* Records for the task:
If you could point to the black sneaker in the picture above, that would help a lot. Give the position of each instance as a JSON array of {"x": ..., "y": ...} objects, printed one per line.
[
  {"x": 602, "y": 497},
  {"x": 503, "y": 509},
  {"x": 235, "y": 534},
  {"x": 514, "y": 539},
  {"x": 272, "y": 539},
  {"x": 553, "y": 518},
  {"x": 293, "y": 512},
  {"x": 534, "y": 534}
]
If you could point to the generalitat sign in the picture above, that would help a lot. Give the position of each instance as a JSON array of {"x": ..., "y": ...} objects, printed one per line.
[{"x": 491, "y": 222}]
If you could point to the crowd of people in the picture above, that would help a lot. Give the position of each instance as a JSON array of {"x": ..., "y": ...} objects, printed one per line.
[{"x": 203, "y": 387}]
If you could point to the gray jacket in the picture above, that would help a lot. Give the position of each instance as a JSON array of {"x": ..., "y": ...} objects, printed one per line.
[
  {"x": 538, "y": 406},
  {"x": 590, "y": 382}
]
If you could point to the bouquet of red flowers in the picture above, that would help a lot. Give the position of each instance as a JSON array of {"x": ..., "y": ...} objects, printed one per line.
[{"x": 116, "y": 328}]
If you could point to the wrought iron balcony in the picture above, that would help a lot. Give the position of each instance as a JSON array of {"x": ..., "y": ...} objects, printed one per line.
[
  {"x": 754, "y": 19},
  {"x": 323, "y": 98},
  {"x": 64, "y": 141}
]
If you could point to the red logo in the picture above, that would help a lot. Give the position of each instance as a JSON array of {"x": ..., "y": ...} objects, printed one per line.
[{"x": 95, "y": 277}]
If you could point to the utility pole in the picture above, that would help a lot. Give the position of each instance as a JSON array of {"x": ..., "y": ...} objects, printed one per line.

* What needs to be done:
Copy the rows again, starting at the line that has "If you could point to the crowd" and continuing through the last row, with "help a lot" changed to "be very useful" and nothing else altered.

* The completed task:
If you could point to the crowd of people in the picture above, that would be very useful. Give the position of each instance as a JSON array of {"x": ..., "y": ...} objects, printed one per line.
[{"x": 203, "y": 387}]
If you could point to the gray jacket in the picture above, that would be very useful. Give the position of each instance as a JSON array of {"x": ..., "y": ...} objects, printed one per line.
[
  {"x": 538, "y": 406},
  {"x": 590, "y": 382}
]
If you could point to the bouquet of red flowers in the picture above, that would be very useful. Give the position of each instance as a JSON array of {"x": ..., "y": ...} objects, printed one per line.
[{"x": 116, "y": 328}]
If you could point to the wrought iron balcony in the picture above, that would be very useful. Give the position of each instance as a JSON array of {"x": ..., "y": ...} objects, printed one per line.
[
  {"x": 754, "y": 19},
  {"x": 323, "y": 98},
  {"x": 64, "y": 141}
]
If you could point to the red logo in the picture above, that would be very useful. Give the position of each instance as a JSON array of {"x": ..., "y": ...} objects, printed one per line.
[{"x": 95, "y": 277}]
If you could point to the utility pole in the picture above, that would be very useful. Give the position of each instance as a JSON array of {"x": ..., "y": ...} objects, printed one per line.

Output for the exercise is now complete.